[[ DATA FOR REVIEW, beginning ]]

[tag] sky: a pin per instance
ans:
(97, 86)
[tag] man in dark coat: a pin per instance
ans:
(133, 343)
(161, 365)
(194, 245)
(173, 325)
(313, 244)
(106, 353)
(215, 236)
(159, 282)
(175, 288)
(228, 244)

[[ DATA FOR REVIEW, end ]]

_TASK STATEMENT_.
All of the material above should be printed exactly as it appears.

_ANSWER SECTION_.
[tag] sky: a pin per instance
ans:
(97, 86)
[tag] man in dark coat: a pin per instance
ans:
(133, 343)
(161, 365)
(194, 245)
(173, 325)
(313, 244)
(106, 353)
(215, 236)
(159, 282)
(175, 288)
(228, 244)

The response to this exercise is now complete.